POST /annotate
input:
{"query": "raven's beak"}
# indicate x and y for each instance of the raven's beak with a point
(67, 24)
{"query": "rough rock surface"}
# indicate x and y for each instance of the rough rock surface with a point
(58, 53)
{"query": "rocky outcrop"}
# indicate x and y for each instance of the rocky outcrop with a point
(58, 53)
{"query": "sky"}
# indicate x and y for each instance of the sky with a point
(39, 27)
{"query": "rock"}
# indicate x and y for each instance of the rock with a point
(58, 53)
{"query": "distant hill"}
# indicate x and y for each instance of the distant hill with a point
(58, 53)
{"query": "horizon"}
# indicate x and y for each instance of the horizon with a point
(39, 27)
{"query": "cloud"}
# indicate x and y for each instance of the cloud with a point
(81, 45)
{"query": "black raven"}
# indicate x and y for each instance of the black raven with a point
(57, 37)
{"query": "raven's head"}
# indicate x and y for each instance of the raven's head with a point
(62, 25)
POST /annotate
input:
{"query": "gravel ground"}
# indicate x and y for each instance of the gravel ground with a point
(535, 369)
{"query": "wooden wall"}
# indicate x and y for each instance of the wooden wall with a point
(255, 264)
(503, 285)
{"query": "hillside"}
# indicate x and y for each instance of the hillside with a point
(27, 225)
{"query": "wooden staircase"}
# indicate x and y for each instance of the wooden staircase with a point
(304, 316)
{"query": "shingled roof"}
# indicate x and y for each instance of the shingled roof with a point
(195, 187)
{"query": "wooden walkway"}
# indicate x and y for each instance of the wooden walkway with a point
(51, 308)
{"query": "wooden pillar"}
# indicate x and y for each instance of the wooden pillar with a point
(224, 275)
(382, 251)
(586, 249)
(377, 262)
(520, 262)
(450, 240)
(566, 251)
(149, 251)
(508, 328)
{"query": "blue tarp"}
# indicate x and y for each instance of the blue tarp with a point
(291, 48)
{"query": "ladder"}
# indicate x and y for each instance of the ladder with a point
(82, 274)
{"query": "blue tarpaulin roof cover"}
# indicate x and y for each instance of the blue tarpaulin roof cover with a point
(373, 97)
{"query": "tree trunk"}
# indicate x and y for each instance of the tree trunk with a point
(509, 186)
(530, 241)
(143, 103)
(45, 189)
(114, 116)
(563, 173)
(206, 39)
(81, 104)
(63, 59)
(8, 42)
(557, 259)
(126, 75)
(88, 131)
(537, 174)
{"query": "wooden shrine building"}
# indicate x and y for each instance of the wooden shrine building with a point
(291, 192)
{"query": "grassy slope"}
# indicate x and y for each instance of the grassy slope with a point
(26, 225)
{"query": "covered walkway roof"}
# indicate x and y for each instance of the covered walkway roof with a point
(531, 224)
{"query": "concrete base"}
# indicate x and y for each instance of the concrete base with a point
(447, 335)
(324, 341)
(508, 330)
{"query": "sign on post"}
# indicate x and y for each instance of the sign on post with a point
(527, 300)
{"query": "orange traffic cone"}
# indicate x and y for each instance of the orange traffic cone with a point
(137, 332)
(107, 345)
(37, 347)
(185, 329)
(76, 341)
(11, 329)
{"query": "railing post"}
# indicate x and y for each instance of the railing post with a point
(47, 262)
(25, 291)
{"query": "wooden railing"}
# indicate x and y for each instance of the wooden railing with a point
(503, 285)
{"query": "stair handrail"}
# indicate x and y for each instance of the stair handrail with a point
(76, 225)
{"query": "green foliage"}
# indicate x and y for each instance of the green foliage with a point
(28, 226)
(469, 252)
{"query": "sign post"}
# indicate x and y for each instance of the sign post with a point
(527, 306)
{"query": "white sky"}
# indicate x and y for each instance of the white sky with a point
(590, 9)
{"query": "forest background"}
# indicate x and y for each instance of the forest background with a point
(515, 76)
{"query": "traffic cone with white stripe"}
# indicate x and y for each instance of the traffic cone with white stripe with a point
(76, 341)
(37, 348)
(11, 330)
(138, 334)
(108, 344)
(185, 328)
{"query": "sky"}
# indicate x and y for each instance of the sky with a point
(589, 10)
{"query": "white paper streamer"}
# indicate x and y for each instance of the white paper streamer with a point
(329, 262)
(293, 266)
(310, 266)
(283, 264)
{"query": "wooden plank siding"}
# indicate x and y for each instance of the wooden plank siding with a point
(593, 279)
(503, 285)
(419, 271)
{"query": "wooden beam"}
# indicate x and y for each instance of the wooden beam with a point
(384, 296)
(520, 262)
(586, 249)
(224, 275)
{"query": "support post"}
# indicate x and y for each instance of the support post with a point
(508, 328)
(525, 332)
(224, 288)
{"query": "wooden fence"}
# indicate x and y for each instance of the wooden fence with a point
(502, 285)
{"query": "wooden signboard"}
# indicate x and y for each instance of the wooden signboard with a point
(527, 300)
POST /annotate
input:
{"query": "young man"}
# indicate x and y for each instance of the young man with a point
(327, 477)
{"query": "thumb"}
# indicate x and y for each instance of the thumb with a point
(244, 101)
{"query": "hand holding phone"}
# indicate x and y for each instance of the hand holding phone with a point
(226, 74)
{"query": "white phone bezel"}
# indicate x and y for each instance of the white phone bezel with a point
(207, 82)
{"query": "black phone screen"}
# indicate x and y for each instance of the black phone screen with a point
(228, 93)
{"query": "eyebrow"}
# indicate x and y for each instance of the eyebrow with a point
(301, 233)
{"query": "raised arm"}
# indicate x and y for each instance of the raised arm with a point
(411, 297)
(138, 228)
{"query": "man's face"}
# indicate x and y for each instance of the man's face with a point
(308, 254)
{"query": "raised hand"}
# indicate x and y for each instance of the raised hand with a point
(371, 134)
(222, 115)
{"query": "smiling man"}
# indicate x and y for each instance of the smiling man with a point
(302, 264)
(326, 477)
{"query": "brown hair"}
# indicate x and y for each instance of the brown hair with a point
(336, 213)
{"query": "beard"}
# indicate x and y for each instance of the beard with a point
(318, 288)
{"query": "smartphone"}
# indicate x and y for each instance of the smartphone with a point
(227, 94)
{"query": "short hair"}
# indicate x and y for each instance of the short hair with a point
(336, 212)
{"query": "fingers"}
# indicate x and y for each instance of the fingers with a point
::::::
* **GOAL OF THE EXERCISE**: Each line above needs to be returned exactly as it is.

* **TASK RESPONSE**:
POST /annotate
input:
{"query": "raven's beak"}
# indicate x and y for each instance of the raven's beak with a point
(67, 24)
{"query": "rough rock surface"}
# indicate x and y for each instance of the rough rock surface with a point
(58, 53)
{"query": "rocky outcrop"}
# indicate x and y for each instance of the rocky outcrop with a point
(58, 53)
{"query": "sky"}
# indicate x and y for each instance of the sky with a point
(39, 27)
{"query": "rock"}
# indicate x and y for each instance of the rock with a point
(58, 53)
{"query": "distant hill"}
# indicate x and y for each instance of the distant hill with a point
(58, 53)
{"query": "horizon"}
# indicate x and y for each instance of the horizon with a point
(39, 27)
{"query": "cloud"}
# indicate x and y for each instance of the cloud with a point
(81, 45)
{"query": "black raven"}
# indicate x and y for each instance of the black raven with a point
(57, 37)
{"query": "raven's head"}
# indicate x and y for each instance of the raven's head with a point
(62, 25)
POST /annotate
input:
{"query": "gravel ground"}
# indicate x and y for each instance of the gravel ground with a point
(535, 369)
{"query": "wooden wall"}
# indicate x and y for each instance of the wooden wall with a point
(255, 264)
(503, 285)
{"query": "hillside"}
# indicate x and y for each instance of the hillside with a point
(27, 225)
{"query": "wooden staircase"}
# indicate x and y for each instance of the wooden staircase with a point
(304, 316)
{"query": "shingled roof"}
# indicate x and y for each instance of the shingled roof with a point
(195, 187)
{"query": "wooden walkway"}
# indicate x and y for each instance of the wooden walkway with a point
(51, 308)
{"query": "wooden pillar"}
# indicate x and y for each instance of the wooden pillar with a point
(224, 275)
(382, 251)
(586, 249)
(377, 262)
(520, 262)
(450, 240)
(566, 251)
(149, 251)
(508, 328)
{"query": "blue tarp"}
# indicate x and y for each instance of the blue tarp with a point
(291, 48)
{"query": "ladder"}
# indicate x and y for each instance of the ladder with a point
(82, 274)
{"query": "blue tarpaulin roof cover"}
# indicate x and y for each instance of the blue tarpaulin roof cover with a point
(373, 97)
{"query": "tree trunk"}
# indicate x and y for each instance of the tree trunk with a point
(509, 186)
(530, 241)
(143, 103)
(45, 189)
(114, 116)
(563, 173)
(206, 39)
(81, 104)
(63, 59)
(8, 42)
(557, 259)
(126, 75)
(88, 131)
(537, 174)
{"query": "wooden shrine building"}
# indicate x and y for each instance of the wooden shrine building with a point
(291, 192)
{"query": "grassy slope"}
# indicate x and y for each instance of the grassy slope with a point
(26, 225)
{"query": "covered walkway roof"}
# indicate x and y for each instance of the covered walkway roof with a point
(531, 224)
{"query": "concrete base"}
# indicate x and y for each instance of the concrete base with a point
(447, 335)
(324, 341)
(508, 330)
{"query": "sign on post"}
# indicate x and y for each instance of the sign on post with a point
(527, 300)
{"query": "orange traffic cone"}
# indicate x and y for each instance of the orange traffic cone with a point
(137, 332)
(107, 345)
(37, 347)
(185, 329)
(76, 341)
(11, 329)
{"query": "railing post"}
# indicate x and y for each instance of the railing post with a point
(47, 262)
(25, 291)
{"query": "wooden railing"}
# indicate x and y for each instance of the wooden railing with a point
(503, 285)
{"query": "stair handrail"}
# indicate x and y for each instance of the stair handrail with a point
(76, 225)
{"query": "green foliage"}
# indicate x and y for each instance of the green foliage with a point
(28, 226)
(469, 252)
{"query": "sign post"}
# indicate x and y for each instance of the sign post with a point
(527, 306)
{"query": "white sky"}
# indicate x and y for each instance of the white sky with a point
(590, 9)
{"query": "forest background"}
# indicate x and y for each instance of the forest background with a point
(515, 76)
{"query": "traffic cone with white stripe"}
# indicate x and y for each instance of the traffic cone with white stripe with a point
(76, 341)
(37, 348)
(11, 330)
(138, 334)
(108, 344)
(185, 328)
{"query": "sky"}
# indicate x and y for each instance of the sky with a point
(589, 10)
{"query": "white paper streamer"}
# indicate x and y for each instance of the white paper streamer with a point
(329, 262)
(293, 266)
(310, 266)
(283, 264)
{"query": "wooden plank siding"}
# indicate x and y for each instance of the wooden plank siding with a point
(593, 279)
(503, 285)
(419, 271)
{"query": "wooden beam"}
# indicate x and y for each instance of the wooden beam with a point
(384, 296)
(520, 262)
(586, 249)
(224, 275)
{"query": "support post"}
# indicate x and y for each instance of the support post with a point
(508, 328)
(525, 332)
(224, 288)
{"query": "wooden fence"}
# indicate x and y for each instance of the wooden fence with a point
(502, 285)
{"query": "wooden signboard"}
# indicate x and y for each instance of the wooden signboard with a point
(527, 300)
POST /annotate
input:
{"query": "young man"}
# indicate x and y for each instance of the young man with a point
(327, 477)
{"query": "thumb"}
# indicate x and y for each instance of the thumb with a point
(244, 101)
{"query": "hand holding phone"}
# indicate x and y for each instance of the hand holding phone with a point
(226, 74)
{"query": "white phone bezel"}
# indicate x and y for each instance of the white phone bezel with a point
(207, 82)
{"query": "black phone screen"}
# indicate x and y for each instance of the black phone screen with a point
(228, 93)
{"query": "eyebrow"}
# indicate x and y for each instance of the eyebrow with a point
(301, 233)
{"query": "raised arm"}
# indicate x and y for each instance of the raised arm with a point
(411, 297)
(138, 228)
{"query": "man's face"}
# indicate x and y for each instance of the man's face with a point
(308, 254)
{"query": "raised hand"}
# indicate x and y for each instance of the raised hand with a point
(371, 134)
(222, 115)
{"query": "smiling man"}
# indicate x and y for each instance of the smiling man with a point
(302, 264)
(326, 477)
{"query": "brown hair"}
# indicate x and y for each instance of the brown hair with a point
(336, 213)
{"query": "beard"}
# indicate x and y for each instance of the beard with a point
(318, 288)
{"query": "smartphone"}
# indicate x and y for each instance of the smartphone with a point
(227, 94)
{"query": "short hair"}
# indicate x and y for each instance of the short hair with a point
(336, 212)
{"query": "fingers"}
# indicate x and y for each instance of the fingers with a point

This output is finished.